== Source text ==

María Cristina Díaz Salazar is a Mexican lawyer and politician affiliated with the Institutional Revolutionary Party (PRI). She is a former municipal president (mayor) of Guadalupe, Nuevo León. Today, she is senator for the state of Nuevo León.

Education and professional career
Díaz Salazar studied law at the Universidad Autónoma de Nuevo León (UANL).  She is an active member of the PRI who has occupied various positions inside her party including president of the PRI in Nuevo León.   She has served as advisor for the IMSS, head of the National Institute of Migration in Nuevo León, local deputy in the Congress of Nuevo León, and has served in the Chamber of Deputies of Mexico during the LVI and LIX Legislature.  In 2006 she was elected to serve as municipal president (mayor) of the municipality of Guadalupe.

===

• Things to do:
1. Please duplicate the portion of the Díaz Salazar biography between "Education and professional" and "municipality of Guadalupe.", inclusive.
2. Decide whether each statement agrees with the Díaz Salazar biography, answering yes or no and quoting the words that settle it: (a) She studied law at the Universidad Autónoma de Nuevo León. (b) She was elected mayor of Guadalupe in 2009. (c) She currently serves as a senator for Nuevo León.
Work only from the Díaz Salazar biography above.

== Raw data ==

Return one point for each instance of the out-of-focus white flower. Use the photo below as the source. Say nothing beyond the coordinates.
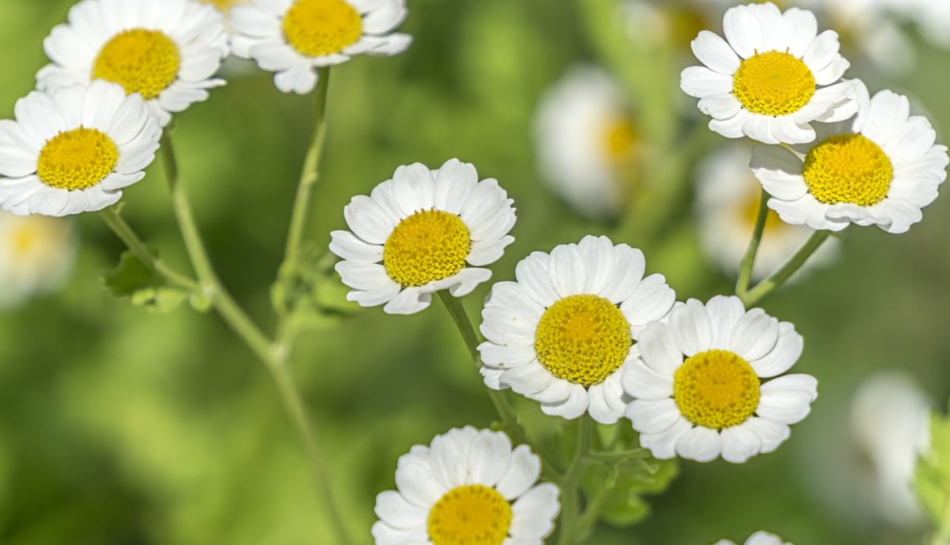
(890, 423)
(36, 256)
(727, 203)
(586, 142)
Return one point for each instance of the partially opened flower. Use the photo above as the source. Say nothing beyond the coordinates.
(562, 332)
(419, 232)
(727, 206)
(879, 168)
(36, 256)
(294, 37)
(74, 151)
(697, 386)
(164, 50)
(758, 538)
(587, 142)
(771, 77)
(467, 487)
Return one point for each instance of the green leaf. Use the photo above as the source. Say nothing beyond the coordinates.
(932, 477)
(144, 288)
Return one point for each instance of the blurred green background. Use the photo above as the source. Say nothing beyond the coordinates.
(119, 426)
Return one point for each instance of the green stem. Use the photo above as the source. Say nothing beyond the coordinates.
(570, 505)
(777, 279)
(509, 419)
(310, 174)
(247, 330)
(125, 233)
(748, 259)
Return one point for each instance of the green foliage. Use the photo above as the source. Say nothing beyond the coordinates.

===

• Replies:
1.
Education and professional career
Díaz Salazar studied law at the Universidad Autónoma de Nuevo León (UANL).  She is an active member of the PRI who has occupied various positions inside her party including president of the PRI in Nuevo León.   She has served as advisor for the IMSS, head of the National Institute of Migration in Nuevo León, local deputy in the Congress of Nuevo León, and has served in the Chamber of Deputies of Mexico during the LVI and LIX Legislature.  In 2006 she was elected to serve as municipal president (mayor) of the municipality of Guadalupe.

2.
(a) Yes: "Díaz Salazar studied law at the Universidad Autónoma de Nuevo León (UANL)."
(b) No: "In 2006 she was elected to serve as municipal president (mayor) of the municipality of Guadalupe."
(c) Yes: "Today, she is senator for the state of Nuevo León."